◆ **Things to do**
(1) Output the portion of the blog post on food safety running from "This latest round" to "obiterating nutritional value.", word for word.
(2) Extend the blog post urging local, small-farm food production, picking up after its final sentence.

◆ **Source passage**
((

Saturday, June 14, 2008

Enough is enough

How many more warnings do we have to receive regarding the dangers about eating? I am not meaning a processed, canned convenience that went wrong. Rather, we are talking fresh fruits and vegetables tainted with salmonella or e-coli bacteria or fish with mercury levels that are harmful to the yet-to-be born.

This latest round of reports pulling tomatoes from shelves and cautioning about the possible contamination of lemons is too much to bear. If ever we need to start eating locally and creating a relationship with our food growers, not the distributor, is now. Securing our foods stuffs from tracts of land the size Rhode Island seems completely out of scale and is no wonder that suspect waters seem to able to get through adding only obiterating nutritional value.

It is time we demand our food production take a step back to a smaller, more human scale production where regions feed themselves and smaller independent farms become the rule once more. If we continue to allow multi-national concerns to own, operate and disperse the products that end up in our bodies we are destined to suffer further advisory broadcasts. If our legislators do not want to step in then we must take our shopping bags and go somewhere else. If a farmer’s market is problematic (http://www.usda.gov) or try a CSA (http://www.csa.com), and take control back about of the foods you eat.

))

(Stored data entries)
((

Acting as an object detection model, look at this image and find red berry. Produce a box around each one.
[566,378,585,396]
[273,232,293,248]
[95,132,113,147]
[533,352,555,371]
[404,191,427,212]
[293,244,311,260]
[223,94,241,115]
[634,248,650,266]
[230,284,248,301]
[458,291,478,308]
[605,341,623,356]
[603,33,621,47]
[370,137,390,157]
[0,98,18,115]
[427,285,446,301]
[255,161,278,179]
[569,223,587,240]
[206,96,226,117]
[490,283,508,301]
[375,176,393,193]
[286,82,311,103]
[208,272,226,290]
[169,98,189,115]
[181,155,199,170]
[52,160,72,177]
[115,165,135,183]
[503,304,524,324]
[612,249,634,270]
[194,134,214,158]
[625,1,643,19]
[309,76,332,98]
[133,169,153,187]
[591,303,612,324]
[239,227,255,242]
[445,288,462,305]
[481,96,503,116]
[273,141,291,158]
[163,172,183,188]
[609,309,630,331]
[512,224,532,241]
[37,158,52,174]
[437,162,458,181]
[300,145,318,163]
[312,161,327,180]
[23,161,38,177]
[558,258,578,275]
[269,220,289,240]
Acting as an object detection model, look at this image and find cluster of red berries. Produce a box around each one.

))

◆ **Answers below**
(1)
This latest round of reports pulling tomatoes from shelves and cautioning about the possible contamination of lemons is too much to bear. If ever we need to start eating locally and creating a relationship with our food growers, not the distributor, is now. Securing our foods stuffs from tracts of land the size Rhode Island seems completely out of scale and is no wonder that suspect waters seem to able to get through adding only obiterating nutritional value.

(2)
Kale with Caramelized Onions and Portabello Mushrooms - yields 6 servings

2 pounds Kale
2 bunches spring onion - sliced into pieces
2 Portabello Mushroom - sliced into 1/4-inch strips
1/4 cup Olive Oil
salt and pepper to taste

Pull the leaves of the kale from the stem, and blanch in boiling water for 2 minutes. Drain. Sauté the onions in olive oil until they start to turn golden this will take about 10 minutes, and then add the mushrooms. Cook until the mushrooms soften, about 5 minutes. Toss with the kale and season with salt and pepper. Serve hot.


This is great on toasted peasant bread or as a bed for a piece of chicken.

1 comment:

Liz said...

Hi Richard, I completely agree with you! Salmonella in big giant flavorless tomatoes??? What will it take for people to start to come around?

By the way this is the somewhat bratty myofascial therapist that was in your fine cooking class about a month ago ;) I did not know that you wrote farmers market cookbooks until today...I took a wine class at ICE that ended Thursday and in the folder there was a class info booklet, with farmers market classes listed. So obviously I tracked you down.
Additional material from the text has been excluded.